**Excerpt to read**.
====================
What is Greatness?

No matter our political leanings, the events last week at Capitol Hill shocked us all. It made me think again what ‘greatness’ really is.

Leaders who can deny personal ambition for the common good, and whose egos can include critics in their inner circle of advisers, are rare indeed. It’s natural and not wrong to want to use God given talents and gifts of influence, but motivation and manner will make the difference between politician and true statesman.

Suffering and Servanthood

Jesus was continually turning the worldly hierarchical view of power on its head by redefining greatness in terms of sacrifice and servanthood. Instead of seeing the leader as the apex of a pyramid of power being served by the many underneath, he described leadership as the basis, undergirding by serving and raising others up. The disciples didn’t get it and still fought to be first. When Jesus explained in detail what awaited the Son of Man in Jerusalem, ‘They will mock him and spit on him, and flog him and kill him’, the disciples went on to ask for special seats in his Kingdom. ‘Grant us to sit, one at your right hand and one at your left, in your glory’ (Mark 10:35, 37).

Washing their feet during the last supper seemed truly scandalous. How could Jesus their master do something so humiliating for his followers and even for Judas, his betrayer? How low would he stoop? Of course, we know he laid aside not just his outer clothing, but he emptied himself, taking the form of a servant and humbling himself to die on the cross.

. . . For even the Son of Man came not to be served but to serve, and to give his life as a ransom for many” (Mark 10:45).

True Greatness

Jesus is the supreme example of sacrificial service. How humbly he suffered at the hands of men. The Roman soldiers mocked him as king, ripping his clothes from his lacerated back and wrapping him in a rough faded army cloak, a stick for a sceptre and that cruel crown of thorns upon his head. They knelt in mock homage declaring ‘Hail, King of the Jews!’ Approaching him one by one pretending to kiss, but spitting in his face instead, they took his stick and beat him on the head pushing the thorns in deeper.
====================
(Extracted data entries)
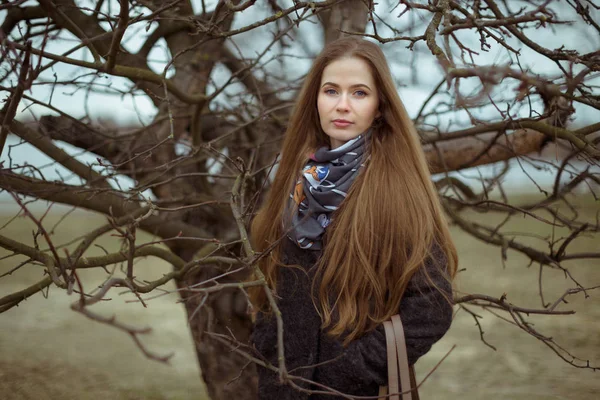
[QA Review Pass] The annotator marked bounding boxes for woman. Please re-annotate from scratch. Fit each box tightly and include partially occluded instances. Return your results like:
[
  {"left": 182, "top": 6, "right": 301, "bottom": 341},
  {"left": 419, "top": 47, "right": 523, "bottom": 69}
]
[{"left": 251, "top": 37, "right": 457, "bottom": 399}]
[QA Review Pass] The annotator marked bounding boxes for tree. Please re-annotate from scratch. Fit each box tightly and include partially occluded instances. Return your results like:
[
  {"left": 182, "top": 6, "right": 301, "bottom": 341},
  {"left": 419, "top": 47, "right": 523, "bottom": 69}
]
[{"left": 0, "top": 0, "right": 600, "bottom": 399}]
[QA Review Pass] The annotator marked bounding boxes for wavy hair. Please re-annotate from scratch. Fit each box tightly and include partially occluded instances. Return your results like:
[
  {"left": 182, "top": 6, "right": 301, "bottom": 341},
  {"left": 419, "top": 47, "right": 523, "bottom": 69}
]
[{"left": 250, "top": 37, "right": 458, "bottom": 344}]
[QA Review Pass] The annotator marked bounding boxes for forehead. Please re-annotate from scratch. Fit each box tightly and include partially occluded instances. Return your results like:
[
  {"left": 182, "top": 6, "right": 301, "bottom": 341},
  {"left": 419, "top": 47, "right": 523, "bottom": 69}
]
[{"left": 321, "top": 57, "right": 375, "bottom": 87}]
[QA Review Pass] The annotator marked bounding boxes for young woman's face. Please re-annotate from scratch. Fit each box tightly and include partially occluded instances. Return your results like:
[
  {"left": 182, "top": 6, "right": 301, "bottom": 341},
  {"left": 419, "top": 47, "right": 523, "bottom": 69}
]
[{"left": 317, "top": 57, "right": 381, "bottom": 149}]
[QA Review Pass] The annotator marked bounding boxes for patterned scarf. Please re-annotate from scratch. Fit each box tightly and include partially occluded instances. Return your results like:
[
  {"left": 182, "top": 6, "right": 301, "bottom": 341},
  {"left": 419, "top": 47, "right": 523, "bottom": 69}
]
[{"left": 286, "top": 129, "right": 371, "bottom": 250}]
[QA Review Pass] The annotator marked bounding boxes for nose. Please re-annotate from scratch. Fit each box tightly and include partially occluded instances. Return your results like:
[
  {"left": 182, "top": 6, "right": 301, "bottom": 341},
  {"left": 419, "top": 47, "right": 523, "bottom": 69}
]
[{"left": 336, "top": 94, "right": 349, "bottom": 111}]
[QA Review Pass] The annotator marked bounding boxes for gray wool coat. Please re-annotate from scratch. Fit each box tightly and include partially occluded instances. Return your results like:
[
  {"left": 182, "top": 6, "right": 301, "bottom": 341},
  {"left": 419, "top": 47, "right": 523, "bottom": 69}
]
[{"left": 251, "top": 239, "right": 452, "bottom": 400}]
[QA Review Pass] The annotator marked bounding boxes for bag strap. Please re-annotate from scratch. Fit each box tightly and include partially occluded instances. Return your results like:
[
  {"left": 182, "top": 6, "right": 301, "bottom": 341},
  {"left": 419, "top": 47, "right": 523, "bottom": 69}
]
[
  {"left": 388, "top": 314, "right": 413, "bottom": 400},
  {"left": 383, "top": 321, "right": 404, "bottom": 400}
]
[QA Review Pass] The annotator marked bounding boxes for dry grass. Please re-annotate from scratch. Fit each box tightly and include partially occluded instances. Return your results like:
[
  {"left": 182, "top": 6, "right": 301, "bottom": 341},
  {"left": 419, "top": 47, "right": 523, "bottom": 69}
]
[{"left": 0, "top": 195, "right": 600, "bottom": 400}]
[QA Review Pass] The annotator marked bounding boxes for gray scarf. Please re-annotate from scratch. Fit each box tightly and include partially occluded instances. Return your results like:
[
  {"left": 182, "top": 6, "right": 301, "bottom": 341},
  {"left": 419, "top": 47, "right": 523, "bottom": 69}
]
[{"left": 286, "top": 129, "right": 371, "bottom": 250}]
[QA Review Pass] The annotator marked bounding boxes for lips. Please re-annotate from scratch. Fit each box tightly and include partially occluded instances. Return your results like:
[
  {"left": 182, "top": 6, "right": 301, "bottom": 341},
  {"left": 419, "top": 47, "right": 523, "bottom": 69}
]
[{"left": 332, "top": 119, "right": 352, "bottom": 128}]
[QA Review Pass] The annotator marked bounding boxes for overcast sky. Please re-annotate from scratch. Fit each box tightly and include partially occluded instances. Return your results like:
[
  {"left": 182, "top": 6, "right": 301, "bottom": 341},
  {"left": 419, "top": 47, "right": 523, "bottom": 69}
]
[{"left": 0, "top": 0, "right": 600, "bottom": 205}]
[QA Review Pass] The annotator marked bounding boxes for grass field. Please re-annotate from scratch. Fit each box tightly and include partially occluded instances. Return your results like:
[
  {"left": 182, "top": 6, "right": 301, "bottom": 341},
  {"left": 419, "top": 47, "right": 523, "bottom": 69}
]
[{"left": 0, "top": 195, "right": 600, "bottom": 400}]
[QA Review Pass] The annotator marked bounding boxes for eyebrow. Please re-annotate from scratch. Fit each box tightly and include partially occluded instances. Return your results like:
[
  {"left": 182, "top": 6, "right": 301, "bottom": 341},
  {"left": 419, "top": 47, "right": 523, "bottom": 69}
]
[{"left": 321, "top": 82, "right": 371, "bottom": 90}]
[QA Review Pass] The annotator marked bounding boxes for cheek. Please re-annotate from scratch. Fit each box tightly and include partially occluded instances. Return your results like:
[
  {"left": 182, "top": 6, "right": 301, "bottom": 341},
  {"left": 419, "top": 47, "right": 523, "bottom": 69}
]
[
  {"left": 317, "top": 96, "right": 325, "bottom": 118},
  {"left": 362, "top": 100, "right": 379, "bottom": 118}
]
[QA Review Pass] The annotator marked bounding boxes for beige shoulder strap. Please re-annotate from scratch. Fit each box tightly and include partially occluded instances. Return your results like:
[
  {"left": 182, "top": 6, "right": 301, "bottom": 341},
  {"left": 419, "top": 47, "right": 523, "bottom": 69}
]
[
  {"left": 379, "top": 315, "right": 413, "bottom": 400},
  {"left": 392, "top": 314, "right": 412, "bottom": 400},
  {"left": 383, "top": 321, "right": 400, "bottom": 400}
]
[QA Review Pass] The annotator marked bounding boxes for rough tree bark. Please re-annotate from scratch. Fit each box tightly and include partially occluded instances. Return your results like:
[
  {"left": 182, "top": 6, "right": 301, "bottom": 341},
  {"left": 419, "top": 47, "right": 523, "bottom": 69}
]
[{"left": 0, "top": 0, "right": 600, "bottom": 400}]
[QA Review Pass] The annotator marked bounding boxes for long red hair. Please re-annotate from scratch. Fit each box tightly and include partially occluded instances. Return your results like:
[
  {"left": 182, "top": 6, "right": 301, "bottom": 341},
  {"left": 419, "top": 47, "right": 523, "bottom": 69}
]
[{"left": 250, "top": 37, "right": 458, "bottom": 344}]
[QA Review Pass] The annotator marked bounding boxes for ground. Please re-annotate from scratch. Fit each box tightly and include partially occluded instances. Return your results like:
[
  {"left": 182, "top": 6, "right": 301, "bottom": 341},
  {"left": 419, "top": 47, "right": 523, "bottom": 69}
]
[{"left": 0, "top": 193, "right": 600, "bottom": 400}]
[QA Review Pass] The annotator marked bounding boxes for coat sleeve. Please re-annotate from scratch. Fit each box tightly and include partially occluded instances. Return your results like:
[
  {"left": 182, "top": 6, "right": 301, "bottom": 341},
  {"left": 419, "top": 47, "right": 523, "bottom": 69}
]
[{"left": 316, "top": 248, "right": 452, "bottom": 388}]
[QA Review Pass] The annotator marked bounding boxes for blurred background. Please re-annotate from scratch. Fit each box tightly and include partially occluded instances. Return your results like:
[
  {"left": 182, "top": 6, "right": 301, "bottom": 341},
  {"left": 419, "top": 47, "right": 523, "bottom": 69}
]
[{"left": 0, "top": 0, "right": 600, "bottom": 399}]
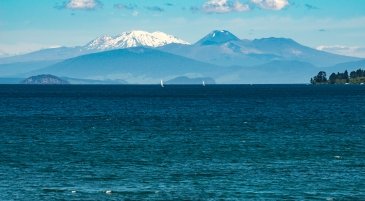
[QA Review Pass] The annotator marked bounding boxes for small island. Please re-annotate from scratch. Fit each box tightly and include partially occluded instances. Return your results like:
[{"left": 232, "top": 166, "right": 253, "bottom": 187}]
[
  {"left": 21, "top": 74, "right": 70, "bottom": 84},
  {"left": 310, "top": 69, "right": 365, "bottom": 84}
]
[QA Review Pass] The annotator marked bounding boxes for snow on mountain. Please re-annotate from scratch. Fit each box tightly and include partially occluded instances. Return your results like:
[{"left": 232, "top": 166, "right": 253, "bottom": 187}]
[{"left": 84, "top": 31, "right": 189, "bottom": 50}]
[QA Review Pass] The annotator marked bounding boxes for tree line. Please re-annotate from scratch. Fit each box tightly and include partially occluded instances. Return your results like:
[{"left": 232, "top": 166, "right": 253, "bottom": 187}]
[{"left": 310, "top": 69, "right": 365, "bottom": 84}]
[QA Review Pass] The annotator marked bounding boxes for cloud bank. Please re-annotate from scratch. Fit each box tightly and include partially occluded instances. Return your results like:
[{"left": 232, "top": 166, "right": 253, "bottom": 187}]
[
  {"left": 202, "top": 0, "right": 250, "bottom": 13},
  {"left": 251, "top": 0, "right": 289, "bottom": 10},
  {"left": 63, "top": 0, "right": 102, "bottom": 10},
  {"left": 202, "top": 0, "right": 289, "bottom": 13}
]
====================
**Using the information**.
1. According to the piece on greatness, what did the Roman soldiers give Jesus to serve as a sceptre?
2. Continue the piece on greatness from the point where it stops.
The entries are separate material and have nothing to do with the piece on greatness.

**Per-task outputs**.
1. A stick.

2.
The irony is Jesus, who looked so weak, even ‘a loser’, is Great! He’s the Great King, not just of the Jews but of all nations. One day every knee will bow and every tongue will confess he is Lord (Philippians 2:10-11). The whole of nature awaits the coming of Christ’s kingdom when it will be delivered from its bondage to decay (Romans 8:22). Jesus takes the symbol of the cursed ground, thorns and thistles (Genesis 3:18), upon his own head. He is King of all creation, and by dying and rising again he saves the world.

He despises the shame for the joy he anticipates – the joy of being enthroned at his father’s right hand and the joy of leading us to glory (Hebrews 12:10).

A Great Nation

As God called Abraham to become a great nation (Genesis 12:2) to be blessed to be a blessing, making all nations great, he calls us to continue his purpose. In Christ we, his church, are a holy nation belonging to God (1 Peter 2:9). Christ has left us an example of servanthood that we might follow in his steps by taking his good news message to the ends of the earth with much joy.

There are many power hungry, power grasping, domineering leaders in our world today, but when we see abuse of power in Christ’s church, it is especially ugly. My husband Julyan’s book, ‘Give up the Purple’, available on Amazon, deals more fully with these issues. May God help us all to walk humbly with our God.